* Task prompt:
What lines below hold the string "sample"? Copy them all.

——

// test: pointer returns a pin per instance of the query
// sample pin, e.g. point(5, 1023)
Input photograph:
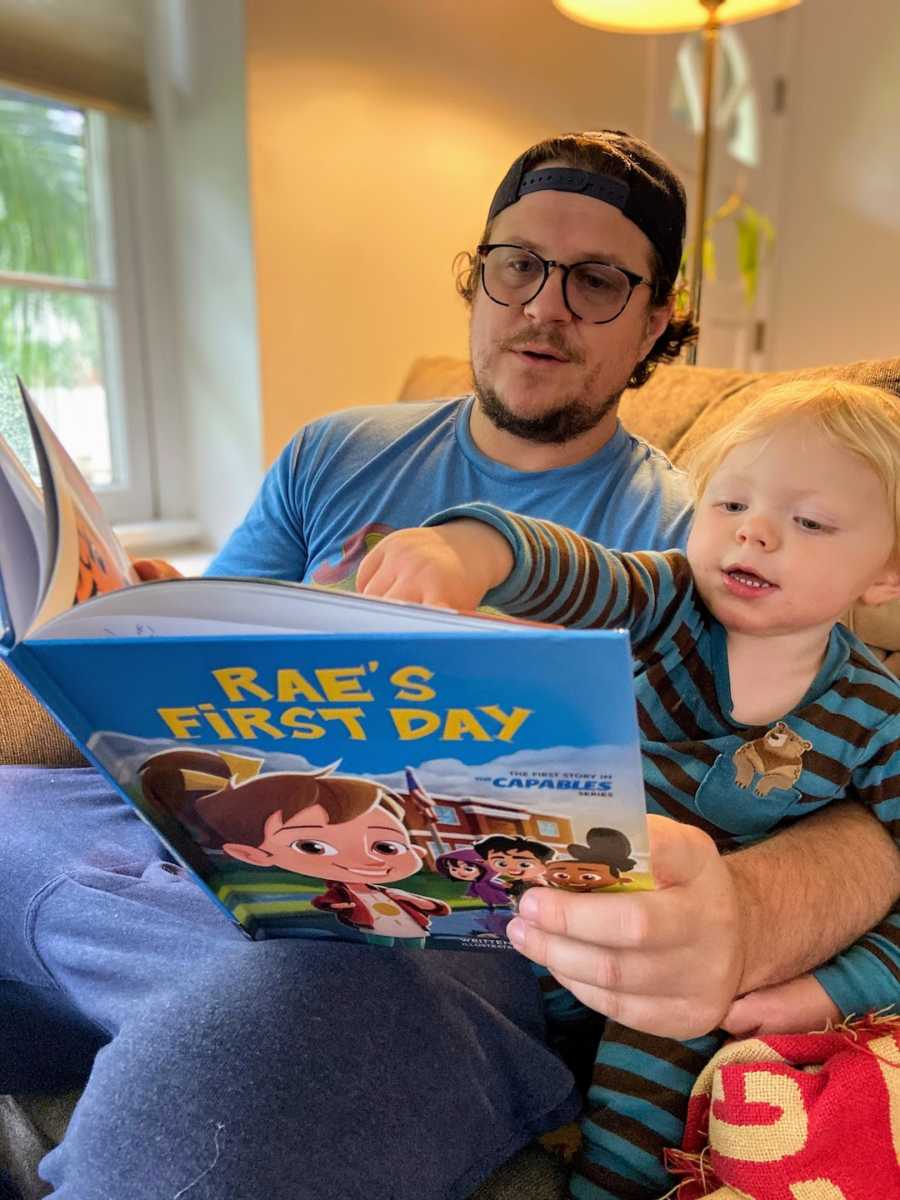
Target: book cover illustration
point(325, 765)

——

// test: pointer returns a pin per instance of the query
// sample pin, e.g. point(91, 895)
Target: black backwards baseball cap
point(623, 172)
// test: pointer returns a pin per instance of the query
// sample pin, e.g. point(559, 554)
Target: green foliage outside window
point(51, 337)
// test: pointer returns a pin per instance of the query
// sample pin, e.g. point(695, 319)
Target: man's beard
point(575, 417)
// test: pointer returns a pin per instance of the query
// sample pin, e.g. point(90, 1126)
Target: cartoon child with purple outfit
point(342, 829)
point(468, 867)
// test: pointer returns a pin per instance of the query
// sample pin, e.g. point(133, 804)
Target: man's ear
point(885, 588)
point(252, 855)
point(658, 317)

——

* Completed task:
// sample pin, e.g. point(5, 1023)
// sample pin, e.g. point(91, 895)
// sample pin, e.g. point(559, 554)
// sample pin, e.g. point(695, 319)
// sample pin, e.g. point(90, 1126)
// sample pin, e.g. point(133, 804)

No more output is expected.